*Your task*. Repeat exactly, and only, the lines from the line containing "Locate the coastline" through the last line of the records below, including both.

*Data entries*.
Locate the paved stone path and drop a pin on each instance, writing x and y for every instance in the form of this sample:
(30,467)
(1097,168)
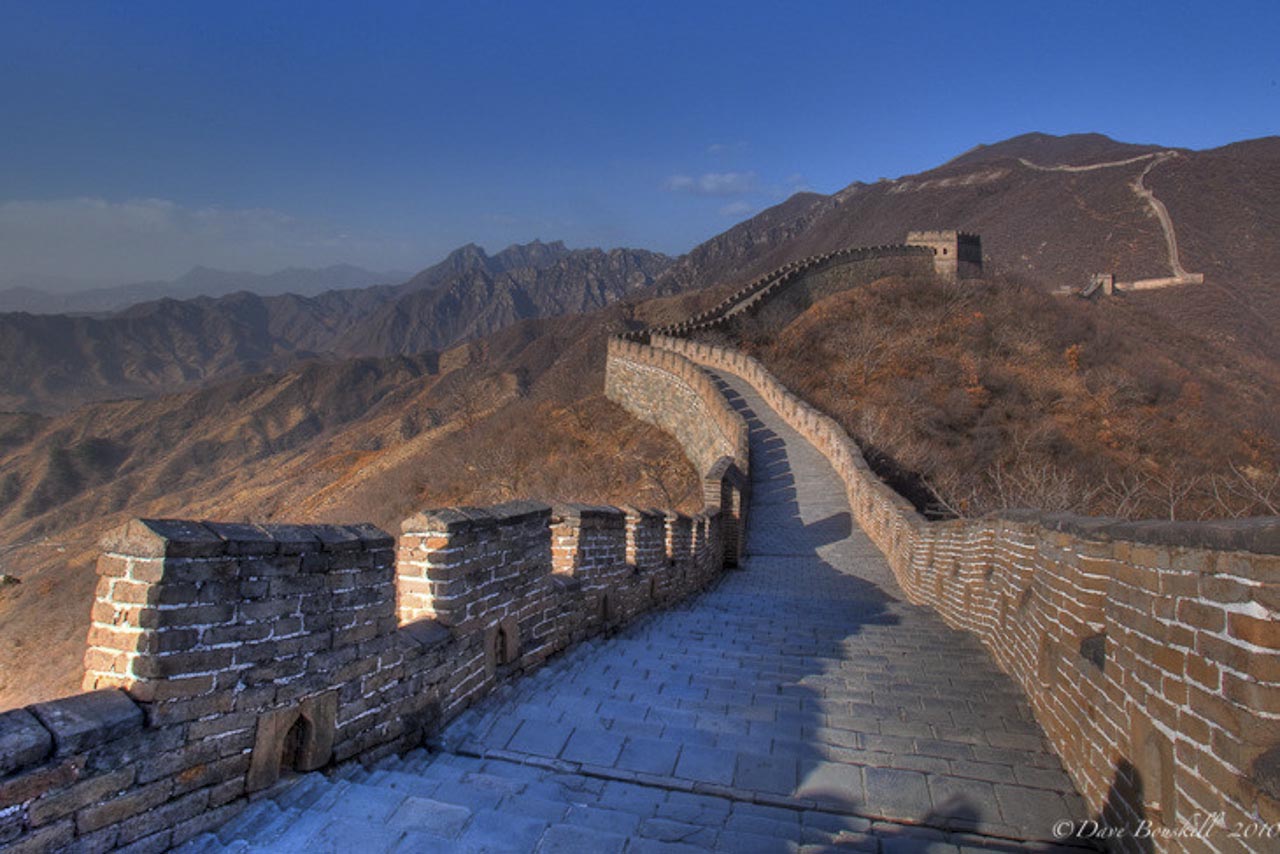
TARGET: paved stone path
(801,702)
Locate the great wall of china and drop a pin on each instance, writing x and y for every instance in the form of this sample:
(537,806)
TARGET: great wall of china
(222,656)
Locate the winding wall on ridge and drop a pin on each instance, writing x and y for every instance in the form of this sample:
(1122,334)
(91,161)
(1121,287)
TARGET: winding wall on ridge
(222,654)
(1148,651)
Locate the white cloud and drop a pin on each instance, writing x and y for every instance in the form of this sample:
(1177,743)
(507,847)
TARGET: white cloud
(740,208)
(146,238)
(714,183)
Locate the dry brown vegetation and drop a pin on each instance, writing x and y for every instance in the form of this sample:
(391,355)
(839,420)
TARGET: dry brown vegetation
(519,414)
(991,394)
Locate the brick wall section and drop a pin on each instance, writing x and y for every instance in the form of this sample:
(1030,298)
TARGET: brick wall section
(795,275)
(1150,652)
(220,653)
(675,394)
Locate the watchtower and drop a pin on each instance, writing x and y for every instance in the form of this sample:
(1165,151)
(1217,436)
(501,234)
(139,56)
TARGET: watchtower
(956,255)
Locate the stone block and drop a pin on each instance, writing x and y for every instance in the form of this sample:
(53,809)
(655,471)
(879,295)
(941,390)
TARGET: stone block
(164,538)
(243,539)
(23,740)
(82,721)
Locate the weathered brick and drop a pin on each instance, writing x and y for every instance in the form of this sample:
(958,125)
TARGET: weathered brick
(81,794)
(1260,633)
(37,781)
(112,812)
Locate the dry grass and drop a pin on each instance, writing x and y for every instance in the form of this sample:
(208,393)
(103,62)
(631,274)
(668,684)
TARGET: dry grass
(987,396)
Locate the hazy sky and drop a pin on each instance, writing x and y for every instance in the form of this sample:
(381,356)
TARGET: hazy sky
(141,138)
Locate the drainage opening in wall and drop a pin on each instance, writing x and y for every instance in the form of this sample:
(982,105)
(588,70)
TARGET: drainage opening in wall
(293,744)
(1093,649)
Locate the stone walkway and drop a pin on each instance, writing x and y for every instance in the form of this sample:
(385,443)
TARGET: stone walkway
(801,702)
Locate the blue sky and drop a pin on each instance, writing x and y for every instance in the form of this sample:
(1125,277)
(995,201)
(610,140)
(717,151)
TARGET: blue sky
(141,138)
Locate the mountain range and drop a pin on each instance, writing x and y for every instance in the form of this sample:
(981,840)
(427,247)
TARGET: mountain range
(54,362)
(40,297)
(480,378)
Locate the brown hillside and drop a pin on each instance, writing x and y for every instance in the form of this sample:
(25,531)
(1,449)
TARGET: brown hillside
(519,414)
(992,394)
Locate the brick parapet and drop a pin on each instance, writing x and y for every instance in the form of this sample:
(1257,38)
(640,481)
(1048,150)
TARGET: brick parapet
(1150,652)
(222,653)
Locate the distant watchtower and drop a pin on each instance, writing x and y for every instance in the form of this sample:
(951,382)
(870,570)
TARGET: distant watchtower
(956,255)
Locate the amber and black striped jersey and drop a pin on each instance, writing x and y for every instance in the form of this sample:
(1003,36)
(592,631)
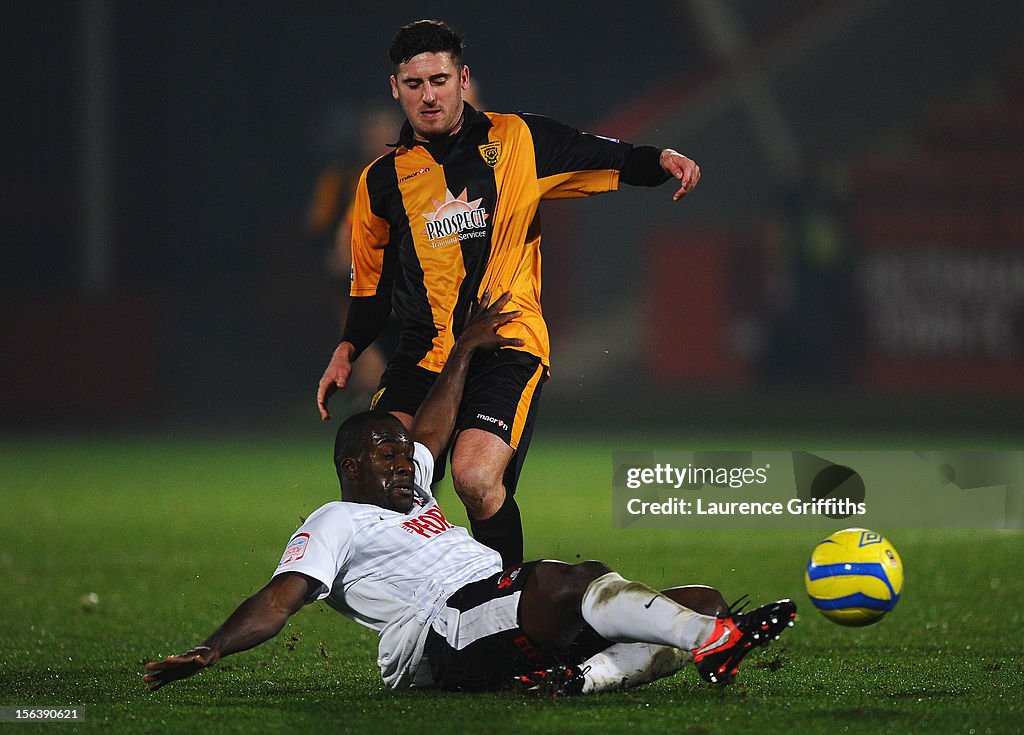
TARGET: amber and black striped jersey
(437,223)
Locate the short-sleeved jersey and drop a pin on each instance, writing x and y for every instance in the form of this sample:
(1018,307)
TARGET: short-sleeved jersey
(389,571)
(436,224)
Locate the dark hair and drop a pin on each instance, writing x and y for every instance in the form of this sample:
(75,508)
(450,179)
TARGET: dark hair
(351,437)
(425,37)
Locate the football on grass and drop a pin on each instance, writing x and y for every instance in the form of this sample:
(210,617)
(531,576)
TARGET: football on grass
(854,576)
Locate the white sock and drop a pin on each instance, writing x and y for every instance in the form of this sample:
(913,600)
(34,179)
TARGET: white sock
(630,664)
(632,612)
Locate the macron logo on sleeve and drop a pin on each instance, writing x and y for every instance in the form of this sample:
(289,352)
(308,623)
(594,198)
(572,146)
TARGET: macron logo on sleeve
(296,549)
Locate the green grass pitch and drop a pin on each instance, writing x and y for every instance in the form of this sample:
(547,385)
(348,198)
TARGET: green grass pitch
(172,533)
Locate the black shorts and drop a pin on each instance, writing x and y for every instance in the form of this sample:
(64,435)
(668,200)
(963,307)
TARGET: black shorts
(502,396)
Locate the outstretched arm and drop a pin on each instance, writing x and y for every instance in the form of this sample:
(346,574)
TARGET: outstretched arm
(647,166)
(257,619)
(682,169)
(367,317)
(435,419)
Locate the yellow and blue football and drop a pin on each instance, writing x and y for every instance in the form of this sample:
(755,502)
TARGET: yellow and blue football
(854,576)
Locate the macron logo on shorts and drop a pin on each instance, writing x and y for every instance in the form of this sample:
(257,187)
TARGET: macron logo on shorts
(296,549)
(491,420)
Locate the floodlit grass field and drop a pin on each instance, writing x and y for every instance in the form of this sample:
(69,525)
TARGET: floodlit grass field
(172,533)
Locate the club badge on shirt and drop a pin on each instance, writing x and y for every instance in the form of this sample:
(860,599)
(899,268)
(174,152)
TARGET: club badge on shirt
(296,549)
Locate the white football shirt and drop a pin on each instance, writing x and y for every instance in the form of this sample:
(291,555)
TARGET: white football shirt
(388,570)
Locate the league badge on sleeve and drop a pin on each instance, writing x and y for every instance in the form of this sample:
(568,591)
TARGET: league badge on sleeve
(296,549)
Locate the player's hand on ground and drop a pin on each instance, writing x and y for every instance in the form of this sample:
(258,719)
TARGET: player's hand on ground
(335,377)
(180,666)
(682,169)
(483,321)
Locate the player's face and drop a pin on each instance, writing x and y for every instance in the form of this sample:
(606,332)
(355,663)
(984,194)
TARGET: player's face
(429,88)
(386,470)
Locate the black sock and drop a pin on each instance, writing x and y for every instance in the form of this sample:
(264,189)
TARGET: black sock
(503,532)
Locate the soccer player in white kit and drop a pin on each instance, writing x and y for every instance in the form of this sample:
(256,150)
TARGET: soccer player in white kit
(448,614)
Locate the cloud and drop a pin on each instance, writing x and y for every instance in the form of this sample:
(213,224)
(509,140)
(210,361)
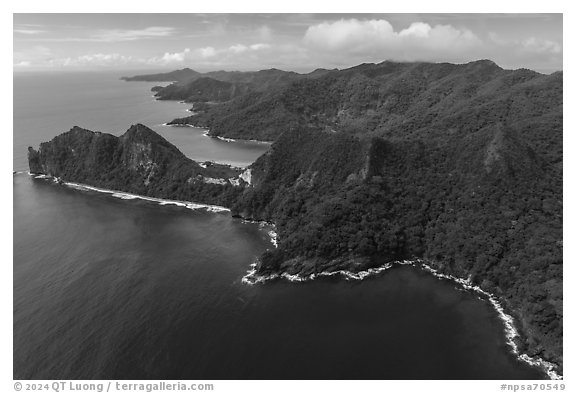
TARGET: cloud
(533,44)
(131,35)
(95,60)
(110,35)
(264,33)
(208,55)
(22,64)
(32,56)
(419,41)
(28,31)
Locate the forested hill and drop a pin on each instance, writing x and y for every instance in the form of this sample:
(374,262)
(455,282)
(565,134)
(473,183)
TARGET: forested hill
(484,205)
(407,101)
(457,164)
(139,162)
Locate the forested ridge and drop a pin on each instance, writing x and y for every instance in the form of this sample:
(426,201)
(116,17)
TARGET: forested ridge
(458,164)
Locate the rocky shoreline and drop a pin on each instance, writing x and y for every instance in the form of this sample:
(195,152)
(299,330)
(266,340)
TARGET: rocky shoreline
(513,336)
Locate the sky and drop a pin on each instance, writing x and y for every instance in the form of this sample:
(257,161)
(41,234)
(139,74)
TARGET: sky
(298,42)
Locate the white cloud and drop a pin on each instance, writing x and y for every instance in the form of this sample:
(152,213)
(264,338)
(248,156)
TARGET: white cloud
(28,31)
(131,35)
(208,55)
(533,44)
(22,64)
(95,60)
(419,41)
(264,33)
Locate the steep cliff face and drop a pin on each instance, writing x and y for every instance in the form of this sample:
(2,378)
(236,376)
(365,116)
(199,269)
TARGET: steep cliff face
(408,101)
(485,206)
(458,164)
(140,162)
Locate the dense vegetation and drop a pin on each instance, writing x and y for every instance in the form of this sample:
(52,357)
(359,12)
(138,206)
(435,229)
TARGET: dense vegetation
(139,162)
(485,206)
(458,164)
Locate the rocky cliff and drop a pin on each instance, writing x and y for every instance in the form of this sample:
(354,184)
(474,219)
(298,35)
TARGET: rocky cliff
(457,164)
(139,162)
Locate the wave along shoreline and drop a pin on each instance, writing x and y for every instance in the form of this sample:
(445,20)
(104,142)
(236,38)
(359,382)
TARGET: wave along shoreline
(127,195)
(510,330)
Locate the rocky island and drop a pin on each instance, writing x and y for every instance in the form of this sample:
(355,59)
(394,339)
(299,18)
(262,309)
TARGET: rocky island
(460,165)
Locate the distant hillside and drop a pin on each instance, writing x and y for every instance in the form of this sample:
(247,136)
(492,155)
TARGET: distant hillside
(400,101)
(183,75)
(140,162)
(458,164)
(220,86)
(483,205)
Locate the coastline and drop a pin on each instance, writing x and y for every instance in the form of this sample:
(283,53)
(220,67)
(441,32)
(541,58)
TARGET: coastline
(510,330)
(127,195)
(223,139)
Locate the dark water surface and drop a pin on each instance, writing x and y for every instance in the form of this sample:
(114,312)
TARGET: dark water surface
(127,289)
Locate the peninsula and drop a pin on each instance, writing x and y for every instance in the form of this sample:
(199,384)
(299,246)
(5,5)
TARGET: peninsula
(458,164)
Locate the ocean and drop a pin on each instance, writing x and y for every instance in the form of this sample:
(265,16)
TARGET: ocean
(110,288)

*Exercise result*.
Locate the coastline and drop a pin on each instance, writing x and y for every instance in the form of this sample:
(283,53)
(220,67)
(441,32)
(541,58)
TARGET: coastline
(510,330)
(127,195)
(223,139)
Locate the dark water surface and drop a pin on each instance, writing x and y for every instance in the form of this sample:
(114,312)
TARGET: dark water surface
(127,289)
Locate the peninsula and drop a pin on each instance, writing x and y for every instance in the form of this sample:
(199,384)
(299,246)
(5,5)
TARGET: peninsula
(458,164)
Locate the ocean and drop a pin on each instance, writing x and y for every instance in the form of this sample:
(265,16)
TARGET: ocean
(110,288)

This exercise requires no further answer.